▶ _Aim of the exercise_
Reproduce the FDA rare disease drug excerpt from "The FDA in May" up to and including "of Sept. 26.", changing "Barth syndrome" to "mitochondrial disorder".

▶ _Source text_
The latest letter was issued Monday to Saol Therapeutics. The company said it remains committed to identifying a path forward with the agency, but “traditional clinical trials often take many years.”

Complete response letters were also sent this year to rare disease drugmakers including PTC Therapeutics Inc., Rocket Pharmaceuticals Inc., Ultragenyx Pharmaceutical Inc., and Replimune Group Inc. The letters range from asking the company to provide additional data to show the drug’s effectiveness or provide more information on manufacturing operations.

The FDA in May issued a letter to Stealth BioTherapeutics Inc. for its Barth syndrome drug, but recently accepted the company’s resubmitted application and is expected to have a planned decision date of Sept. 26.

Mixed Communication

Through public statements, the FDA has shared support for rare disease drug development.

One of FDA Commissioner Marty Makary’s first proposals when he joined the agency was to roll out a new rare disease approval pathway that would allow authorization without data from a randomized controlled clinical trial. Prasad said last week the agency plans to unveil that framework soon.

The FDA also held a roundtable in June on cell and gene therapies, where US Health Secretary Robert F. Kennedy Jr. backed the agency and said his office will “sweep away the barriers” and figure out ways to accelerate approvals.

But some drugmakers are finding that the FDA’s recent skepticism in complete response letters doesn’t line up with the administration’s vision for flexibility.

For Capricor, the letter was unexpected because the company had not been told there were any problems in its application, Marban said.

The issues highlighted in Replimune’s letter “were not raised by the agency during the mid- and late-cycle reviews,” according to a company statement.

“We remain steadfastly committed to patient access while we work with the FDA to secure regulatory approval,” Replimune said in a statement that shared it will meet with the FDA to discuss the letter. However, without accelerated approval based on the current application, the drug’s program to treat advanced melanoma will not be viable, the company said.

Despite industry concerns over the agency’s decisions, a recent FDA approval issued another signal of how it could rare disease therapy development.

The agency in August approved Precigen Inc.’s Papzimeos, a first-of-its-kind immunotherapy to treat adult patients with recurrent respiratory papillomatosis.

The approval, touted by Prasad, was significant because it was authorized without a post-market confirmatory trial, signaling the agency’s regulatory flexibility with rare diseases.

▶ _Extracted records_
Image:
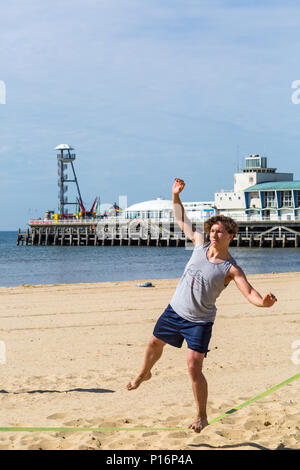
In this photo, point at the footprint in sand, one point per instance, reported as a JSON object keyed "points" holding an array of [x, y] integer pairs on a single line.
{"points": [[58, 416]]}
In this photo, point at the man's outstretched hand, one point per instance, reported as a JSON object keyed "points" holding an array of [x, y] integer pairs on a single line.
{"points": [[178, 186], [269, 300]]}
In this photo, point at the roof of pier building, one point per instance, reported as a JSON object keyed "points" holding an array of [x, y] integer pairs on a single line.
{"points": [[158, 204], [274, 186]]}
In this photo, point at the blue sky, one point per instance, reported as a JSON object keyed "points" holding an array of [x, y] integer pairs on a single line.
{"points": [[144, 91]]}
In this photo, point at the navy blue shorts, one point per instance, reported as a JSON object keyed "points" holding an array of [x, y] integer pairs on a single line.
{"points": [[173, 329]]}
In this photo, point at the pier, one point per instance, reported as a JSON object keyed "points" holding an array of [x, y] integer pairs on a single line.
{"points": [[139, 232]]}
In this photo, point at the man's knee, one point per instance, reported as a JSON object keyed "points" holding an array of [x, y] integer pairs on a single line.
{"points": [[195, 361], [156, 342]]}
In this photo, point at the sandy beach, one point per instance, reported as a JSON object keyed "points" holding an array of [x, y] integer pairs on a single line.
{"points": [[71, 350]]}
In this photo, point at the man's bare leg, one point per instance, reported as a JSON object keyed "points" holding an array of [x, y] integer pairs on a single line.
{"points": [[153, 353], [199, 385]]}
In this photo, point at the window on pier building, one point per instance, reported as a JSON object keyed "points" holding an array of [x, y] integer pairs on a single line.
{"points": [[286, 199], [270, 199]]}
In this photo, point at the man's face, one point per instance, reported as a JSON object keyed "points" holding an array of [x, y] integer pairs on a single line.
{"points": [[219, 236]]}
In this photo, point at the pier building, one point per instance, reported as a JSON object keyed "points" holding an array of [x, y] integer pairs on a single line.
{"points": [[264, 202]]}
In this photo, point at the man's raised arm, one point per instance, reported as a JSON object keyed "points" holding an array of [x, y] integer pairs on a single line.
{"points": [[180, 216]]}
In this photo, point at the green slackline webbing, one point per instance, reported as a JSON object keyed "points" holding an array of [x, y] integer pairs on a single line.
{"points": [[229, 412]]}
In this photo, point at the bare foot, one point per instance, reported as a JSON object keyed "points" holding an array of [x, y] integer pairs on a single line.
{"points": [[137, 382], [199, 424]]}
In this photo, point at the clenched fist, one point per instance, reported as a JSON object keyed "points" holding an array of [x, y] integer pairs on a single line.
{"points": [[178, 186]]}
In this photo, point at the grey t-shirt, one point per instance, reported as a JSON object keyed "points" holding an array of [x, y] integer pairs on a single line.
{"points": [[200, 285]]}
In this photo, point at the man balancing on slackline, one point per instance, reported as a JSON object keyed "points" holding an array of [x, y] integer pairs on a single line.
{"points": [[191, 312]]}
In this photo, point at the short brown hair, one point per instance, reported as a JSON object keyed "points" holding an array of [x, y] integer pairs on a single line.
{"points": [[230, 225]]}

▶ _Reply to the task_
The FDA in May issued a letter to Stealth BioTherapeutics Inc. for its mitochondrial disorder drug, but recently accepted the company’s resubmitted application and is expected to have a planned decision date of Sept. 26.